## START
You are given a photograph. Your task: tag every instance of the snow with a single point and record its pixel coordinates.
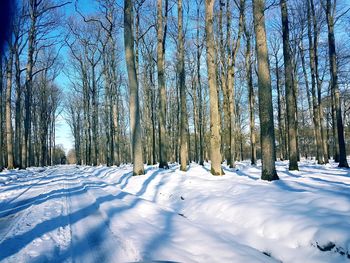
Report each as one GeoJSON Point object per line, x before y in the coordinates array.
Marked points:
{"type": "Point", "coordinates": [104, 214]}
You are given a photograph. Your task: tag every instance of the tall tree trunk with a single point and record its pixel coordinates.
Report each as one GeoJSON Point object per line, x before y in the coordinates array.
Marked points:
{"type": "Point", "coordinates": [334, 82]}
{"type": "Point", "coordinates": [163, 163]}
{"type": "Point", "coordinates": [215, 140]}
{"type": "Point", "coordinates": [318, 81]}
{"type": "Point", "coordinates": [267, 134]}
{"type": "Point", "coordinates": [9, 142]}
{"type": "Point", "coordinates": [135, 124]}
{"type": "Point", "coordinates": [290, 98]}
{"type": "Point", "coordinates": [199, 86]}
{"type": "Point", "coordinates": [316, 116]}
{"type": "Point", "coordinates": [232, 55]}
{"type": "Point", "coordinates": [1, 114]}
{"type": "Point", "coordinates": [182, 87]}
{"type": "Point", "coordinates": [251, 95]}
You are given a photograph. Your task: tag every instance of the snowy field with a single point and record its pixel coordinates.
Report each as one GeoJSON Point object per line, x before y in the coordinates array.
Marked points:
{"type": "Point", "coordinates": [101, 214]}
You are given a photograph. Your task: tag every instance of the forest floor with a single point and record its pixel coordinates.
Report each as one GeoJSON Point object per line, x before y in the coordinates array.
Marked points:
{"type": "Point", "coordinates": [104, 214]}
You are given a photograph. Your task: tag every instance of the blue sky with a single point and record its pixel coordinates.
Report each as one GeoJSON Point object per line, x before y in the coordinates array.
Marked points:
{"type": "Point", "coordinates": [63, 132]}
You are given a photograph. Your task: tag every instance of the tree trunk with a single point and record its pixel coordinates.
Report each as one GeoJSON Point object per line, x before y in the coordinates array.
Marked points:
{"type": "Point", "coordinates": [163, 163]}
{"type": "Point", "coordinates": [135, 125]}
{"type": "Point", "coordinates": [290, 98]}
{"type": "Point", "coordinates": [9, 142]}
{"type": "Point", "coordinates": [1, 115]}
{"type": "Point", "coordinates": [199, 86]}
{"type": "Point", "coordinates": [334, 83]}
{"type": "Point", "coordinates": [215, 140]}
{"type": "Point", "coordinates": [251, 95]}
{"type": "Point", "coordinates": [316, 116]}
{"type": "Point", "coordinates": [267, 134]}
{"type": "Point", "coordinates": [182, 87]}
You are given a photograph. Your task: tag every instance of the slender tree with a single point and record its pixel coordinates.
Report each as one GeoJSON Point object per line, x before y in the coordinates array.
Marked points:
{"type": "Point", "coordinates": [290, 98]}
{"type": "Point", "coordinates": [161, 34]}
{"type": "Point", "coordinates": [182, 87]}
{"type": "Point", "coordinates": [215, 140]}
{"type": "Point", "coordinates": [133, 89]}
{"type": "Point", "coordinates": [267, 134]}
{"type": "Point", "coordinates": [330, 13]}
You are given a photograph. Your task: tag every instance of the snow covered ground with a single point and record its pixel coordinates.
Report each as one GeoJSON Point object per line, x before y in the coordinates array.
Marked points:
## END
## START
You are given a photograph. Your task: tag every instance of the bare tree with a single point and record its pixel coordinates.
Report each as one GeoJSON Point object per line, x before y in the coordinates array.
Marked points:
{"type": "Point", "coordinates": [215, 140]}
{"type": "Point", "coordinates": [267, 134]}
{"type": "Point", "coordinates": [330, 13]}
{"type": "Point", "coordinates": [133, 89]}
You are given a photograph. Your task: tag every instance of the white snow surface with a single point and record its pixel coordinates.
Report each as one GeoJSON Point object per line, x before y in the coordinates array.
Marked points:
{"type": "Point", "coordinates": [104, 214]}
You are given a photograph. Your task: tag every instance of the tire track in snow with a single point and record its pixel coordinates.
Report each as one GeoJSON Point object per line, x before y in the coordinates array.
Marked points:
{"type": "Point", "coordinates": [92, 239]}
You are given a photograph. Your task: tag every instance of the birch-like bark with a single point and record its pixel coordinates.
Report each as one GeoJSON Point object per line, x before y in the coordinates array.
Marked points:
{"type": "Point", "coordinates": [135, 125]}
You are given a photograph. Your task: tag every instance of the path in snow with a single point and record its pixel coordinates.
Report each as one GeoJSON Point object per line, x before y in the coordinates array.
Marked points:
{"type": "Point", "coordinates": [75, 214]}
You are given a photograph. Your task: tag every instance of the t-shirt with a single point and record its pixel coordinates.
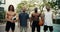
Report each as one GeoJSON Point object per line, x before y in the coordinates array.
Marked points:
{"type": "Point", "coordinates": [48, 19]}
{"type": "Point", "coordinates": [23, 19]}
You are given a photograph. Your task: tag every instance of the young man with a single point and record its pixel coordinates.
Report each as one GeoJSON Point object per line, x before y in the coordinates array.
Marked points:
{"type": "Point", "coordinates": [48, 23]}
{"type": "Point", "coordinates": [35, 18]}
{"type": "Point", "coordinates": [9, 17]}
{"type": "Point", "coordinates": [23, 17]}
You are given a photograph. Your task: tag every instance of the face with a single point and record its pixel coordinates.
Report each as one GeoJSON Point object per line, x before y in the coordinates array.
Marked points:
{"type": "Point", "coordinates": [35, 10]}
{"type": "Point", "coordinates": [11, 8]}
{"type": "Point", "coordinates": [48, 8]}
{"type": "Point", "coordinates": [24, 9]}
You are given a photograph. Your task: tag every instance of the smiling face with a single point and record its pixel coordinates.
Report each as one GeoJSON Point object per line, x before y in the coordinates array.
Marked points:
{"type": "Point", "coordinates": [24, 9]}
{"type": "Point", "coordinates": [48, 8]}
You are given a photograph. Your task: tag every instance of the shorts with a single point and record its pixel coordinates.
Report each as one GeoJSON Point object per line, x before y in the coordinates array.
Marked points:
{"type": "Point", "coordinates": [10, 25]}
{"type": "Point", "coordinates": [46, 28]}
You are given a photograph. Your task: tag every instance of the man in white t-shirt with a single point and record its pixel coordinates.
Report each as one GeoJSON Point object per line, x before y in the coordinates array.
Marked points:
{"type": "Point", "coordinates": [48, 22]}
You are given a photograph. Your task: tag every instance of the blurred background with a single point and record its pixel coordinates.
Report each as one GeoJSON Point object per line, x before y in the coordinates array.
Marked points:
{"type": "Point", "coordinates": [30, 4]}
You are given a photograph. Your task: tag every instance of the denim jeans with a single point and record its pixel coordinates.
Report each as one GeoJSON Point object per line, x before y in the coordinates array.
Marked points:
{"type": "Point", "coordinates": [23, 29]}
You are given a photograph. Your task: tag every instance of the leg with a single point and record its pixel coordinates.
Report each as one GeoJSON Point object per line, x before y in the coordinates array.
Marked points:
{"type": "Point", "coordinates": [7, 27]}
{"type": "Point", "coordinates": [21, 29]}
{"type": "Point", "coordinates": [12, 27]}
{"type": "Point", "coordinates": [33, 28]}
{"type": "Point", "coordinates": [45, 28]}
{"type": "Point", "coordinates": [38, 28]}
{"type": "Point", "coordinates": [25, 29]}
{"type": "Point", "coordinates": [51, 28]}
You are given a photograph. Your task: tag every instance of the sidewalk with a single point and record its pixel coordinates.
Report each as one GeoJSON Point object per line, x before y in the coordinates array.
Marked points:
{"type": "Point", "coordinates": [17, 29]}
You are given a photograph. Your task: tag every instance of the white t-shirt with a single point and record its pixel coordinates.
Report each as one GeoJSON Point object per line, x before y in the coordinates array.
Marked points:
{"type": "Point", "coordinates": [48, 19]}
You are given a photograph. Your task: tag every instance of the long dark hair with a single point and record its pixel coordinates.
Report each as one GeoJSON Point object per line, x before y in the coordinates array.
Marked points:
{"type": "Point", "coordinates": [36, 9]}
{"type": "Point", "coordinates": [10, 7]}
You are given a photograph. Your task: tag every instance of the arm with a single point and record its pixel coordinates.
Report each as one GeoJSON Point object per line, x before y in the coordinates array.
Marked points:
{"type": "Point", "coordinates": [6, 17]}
## END
## START
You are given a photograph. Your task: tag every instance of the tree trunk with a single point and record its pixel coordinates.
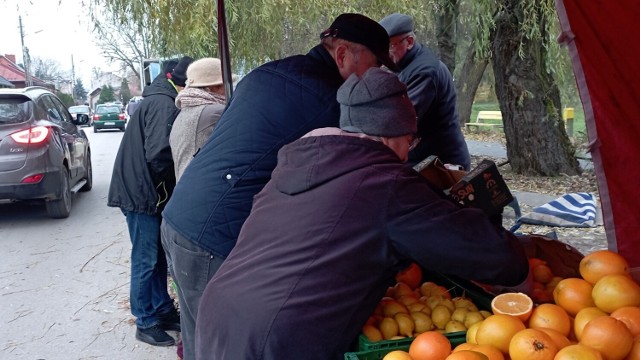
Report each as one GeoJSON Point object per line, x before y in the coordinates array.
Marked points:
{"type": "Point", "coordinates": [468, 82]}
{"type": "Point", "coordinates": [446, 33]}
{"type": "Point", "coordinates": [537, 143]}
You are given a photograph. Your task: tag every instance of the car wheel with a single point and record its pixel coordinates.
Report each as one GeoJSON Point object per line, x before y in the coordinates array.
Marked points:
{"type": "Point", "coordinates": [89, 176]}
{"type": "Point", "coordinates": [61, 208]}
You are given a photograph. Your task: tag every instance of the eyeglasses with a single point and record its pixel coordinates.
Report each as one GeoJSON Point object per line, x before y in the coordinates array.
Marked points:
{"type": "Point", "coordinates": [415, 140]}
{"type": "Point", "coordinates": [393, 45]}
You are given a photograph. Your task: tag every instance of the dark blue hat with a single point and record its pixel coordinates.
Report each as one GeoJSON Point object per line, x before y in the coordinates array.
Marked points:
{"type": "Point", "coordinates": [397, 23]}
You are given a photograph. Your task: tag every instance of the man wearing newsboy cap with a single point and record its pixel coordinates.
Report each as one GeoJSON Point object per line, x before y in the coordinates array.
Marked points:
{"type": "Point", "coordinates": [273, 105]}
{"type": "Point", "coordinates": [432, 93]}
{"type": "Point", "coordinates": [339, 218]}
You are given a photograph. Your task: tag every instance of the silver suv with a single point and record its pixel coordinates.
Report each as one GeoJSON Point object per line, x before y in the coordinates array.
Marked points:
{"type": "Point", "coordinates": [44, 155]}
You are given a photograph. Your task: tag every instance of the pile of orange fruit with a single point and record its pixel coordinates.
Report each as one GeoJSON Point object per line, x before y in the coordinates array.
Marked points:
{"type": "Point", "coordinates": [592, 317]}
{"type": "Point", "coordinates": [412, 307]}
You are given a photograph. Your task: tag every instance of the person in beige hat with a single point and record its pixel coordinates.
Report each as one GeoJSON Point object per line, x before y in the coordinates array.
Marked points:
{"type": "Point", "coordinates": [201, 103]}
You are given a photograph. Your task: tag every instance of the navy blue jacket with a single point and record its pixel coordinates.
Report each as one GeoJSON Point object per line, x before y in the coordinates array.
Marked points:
## END
What the exercise asks: Which lines in the items above contain the word "white", matching case exactly? Copy each such line in full.

Output for this exercise:
You are given a photograph. Your task: tag every instance of the white snow surface with a single point and record its pixel coordinates.
You are given a photograph. Your task: tag every instance of the man in white t-shirt with a single point and record its pixel coordinates.
You are given a photograph. Your task: tag every instance of the white t-shirt with a single point and record its pixel coordinates.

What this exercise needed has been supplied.